*THINGS TO DO*.
1 > From the guide on summarizing long email threads below, reproduce the part that begins at the words "Access to an" and stops after "email threads comfortably.".
2 > Write the next part of the guide to summarizing long email threads, starting right after its last sentence.

SELECTED PASSAGE below:

Summarize long email threads

A 40-message email thread is one of the most reliable ways to lose a decision. The decision is in there somewhere — probably between the third and fourth reply, before the side-tangent about scheduling, after the bit where someone said “let’s circle back.” Anyone joining mid-thread is lost. Anyone returning from vacation is lost. Anyone trying to write the follow-up two months later is definitely lost.

AI summaries promise to fix this. Most of them produce wallpaper — a polite narrative paragraph that mentions everyone, attributes nothing precisely, and leaves the action items implied. This piece is the workflow that produces summaries people actually use: structured, attributed, surfacing the dissent rather than smoothing over it, with action items that have owners and dates.

When to use

Where this fits — and where it doesn't

Use this if the thread is informational or coordinative — project updates, vendor discussions, internal planning, scheduling tangles, post-mortems. Anywhere the value of the thread is “what did we decide and who’s doing what” rather than the specific phrasing of the conversation, AI summarisation works. Best applied to threads with 10+ messages where the cost of re-reading is non-trivial.

Don’t use this if the thread is contentious, legally sensitive, or contains decisions that will be cited verbatim later (HR matters, customer-facing commitments, regulatory or compliance discussions). Don’t use it on threads with confidentiality classifications that exceed your AI vendor’s data terms. And don’t use it on threads where the original phrasing is the point — disputes about wording, drafts being negotiated, lawyer-reviewed text. A summary in those cases loses the thing you actually need.

Prerequisites

What you'll need before starting

Access to an AI tool with sufficient context window — Claude (200k/1M), ChatGPT (128k–272k), or Gemini (1M+) all handle typical email threads comfortably.
The thread in a copyable form — Outlook, Gmail, or your client’s “view raw” / “view source” output works.
A standing summarisation prompt — we’ll build it in step 2. Save it somewhere reusable (Claude Project, Custom GPT, or a note-taking app).
Awareness of your team’s data-handling rules — internal threads, client confidential threads, and threads under privilege may not be acceptable inputs to your AI tool. Check before establishing the habit.

End of SELECTED PASSAGE.
MATERIAL SUPPLIED below:

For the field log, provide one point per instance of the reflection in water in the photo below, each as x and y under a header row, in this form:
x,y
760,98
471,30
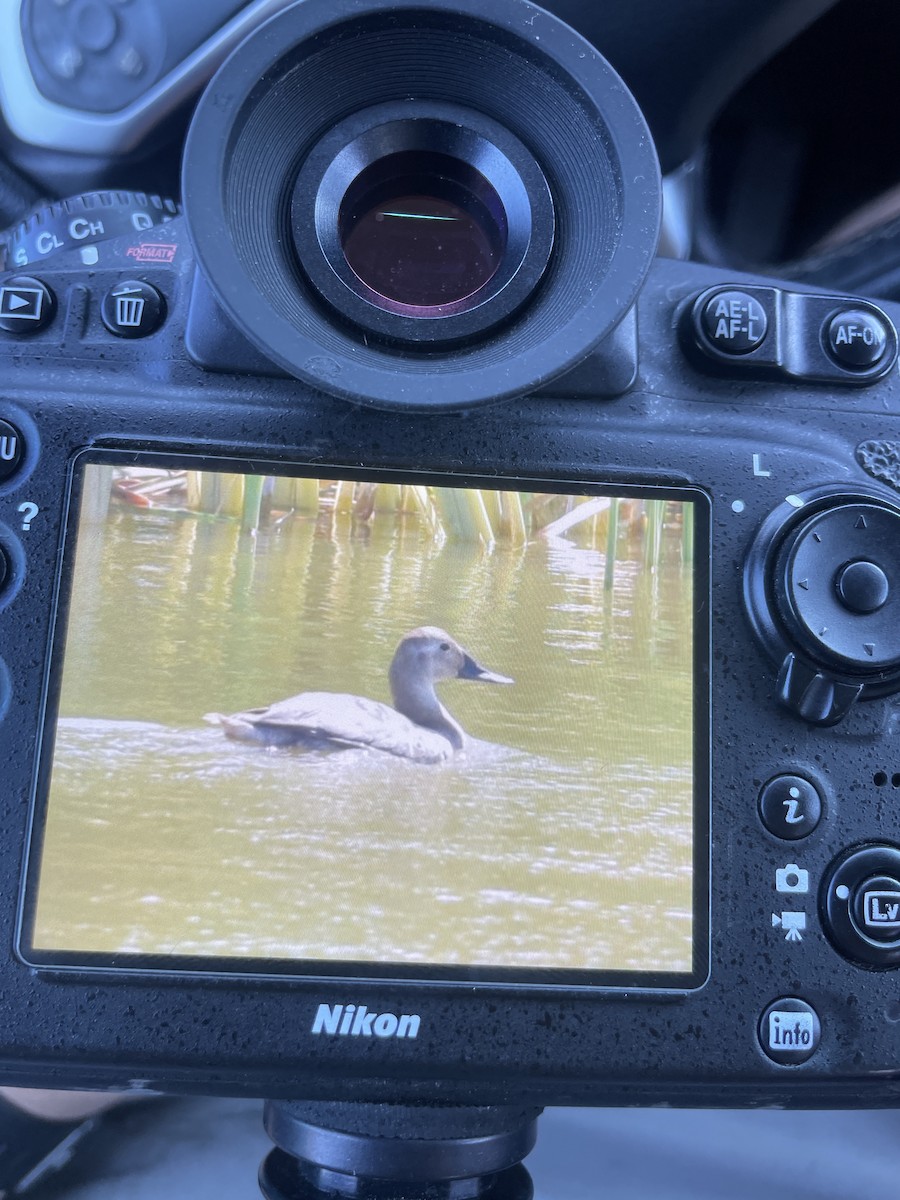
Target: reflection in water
x,y
561,839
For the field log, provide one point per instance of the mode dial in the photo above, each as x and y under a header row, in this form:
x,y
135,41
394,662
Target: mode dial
x,y
822,588
82,221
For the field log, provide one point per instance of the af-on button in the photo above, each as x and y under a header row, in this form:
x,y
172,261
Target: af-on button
x,y
857,340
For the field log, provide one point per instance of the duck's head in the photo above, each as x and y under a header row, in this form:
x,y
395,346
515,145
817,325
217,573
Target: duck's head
x,y
429,654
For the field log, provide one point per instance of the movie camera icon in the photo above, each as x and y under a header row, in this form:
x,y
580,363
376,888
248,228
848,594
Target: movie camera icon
x,y
793,924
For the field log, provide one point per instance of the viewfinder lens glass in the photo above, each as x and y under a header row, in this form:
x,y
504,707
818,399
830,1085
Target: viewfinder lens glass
x,y
423,229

End of MATERIAL SUPPLIED.

*RESPONSES IN ORDER*.
1 >
Access to an AI tool with sufficient context window — Claude (200k/1M), ChatGPT (128k–272k), or Gemini (1M+) all handle typical email threads comfortably.

2 >
The solution

Six steps to summaries you can actually trust

Sanitise the input — strip signatures, footers, quoted replies, and noise
Email threads carry roughly 30–60% of their bytes in repeat material: signatures, legal disclaimers, deeply-quoted prior replies, “sent from my iPhone” footers. None of it improves the summary; all of it costs tokens. Strip aggressively before pasting. Preserve sender attribution lines (“From: Alex Chen, 14 March 09:42”) and the unique content of each message. Most email clients have a “view source” or plain-text mode that makes this easier than copying from the rendered view.
Use a structured summarisation prompt — not “summarise this”
The default summary is too narrative. Override with explicit sections. A version that works across Claude, ChatGPT, and Gemini:
- TL;DR: 2 sentences max — what was decided, what changes.
- Decisions made: bullet list. Each line names what was decided and who proposed/agreed.
- Open questions: bullets — what is still unresolved.
- Disagreements: bullets — where participants disagreed, even if a decision was reached. Do not smooth these over.
- Action items: bullets with owner and due date on each line. Flag any item without an owner or date.
- Skip: scheduling tangents, social pleasantries, attribution of who-said-what unless it shapes a decision.
Save this prompt as the standing template. Edit it once a quarter as the thread types you’re summarising shift.
Check the token budget before sending — the model is not magic
A typical 40-message email thread runs 8,000–15,000 tokens after sanitisation. All three major models handle that comfortably. A 200-message thread (rare but real — long sales cycles, multi-month projects) can exceed 100,000 tokens; at that length, attention degradation starts mattering and quality drops on the parts of the thread that landed near the start. For very long threads, summarise in batches (first 50 messages, next 50, then combine the batch summaries) rather than relying on raw long-context handling.
Verify attribution before trusting the summary
The most reliable failure mode of AI thread summaries is misattribution — Alex’s quote attributed to Sam, the decision Sam pushed back on attributed as Sam’s idea, the action item the engineer agreed to attributed to the project manager. Spot-check three claims per summary against the original thread, especially anything that names a person. The model’s attribution is right most of the time and confidently wrong sometimes; the cost of confidently-wrong attribution is high enough to justify the spot-check.
Preserve disagreements deliberately — most summarisers smooth them over
Default summarisation collapses dissent into consensus (“the team discussed pricing and aligned on $X”). This is the second-most-common failure mode, behind misattribution. The structured prompt asks for disagreements explicitly; verify the section is populated when the original thread contained real disagreement. If the disagreement section reads as empty when the thread had clear pushback, the summary is hiding something — rewrite or re-run the prompt with an explicit instruction to surface the disagreement.
Distribute the summary where the reader already lives — not in a new folder
The number-one reason summaries go unread is that they land somewhere readers don’t already check. For internal threads, paste the summary into the team’s existing channel (the project Slack, the Notion doc, the Linear ticket) rather than creating a new “Email Summaries” folder. For customer threads, attach to the deal or account in the CRM. Distribution is the workflow step that determines whether the summary is useful or just another piece of generated content nobody opens.

The numbers

What it costs and what to expect

Token cost — typical 40-message thread (sanitised, Sonnet 4.6 API) ~$0.05 per summary (12k input, 800 output tokens)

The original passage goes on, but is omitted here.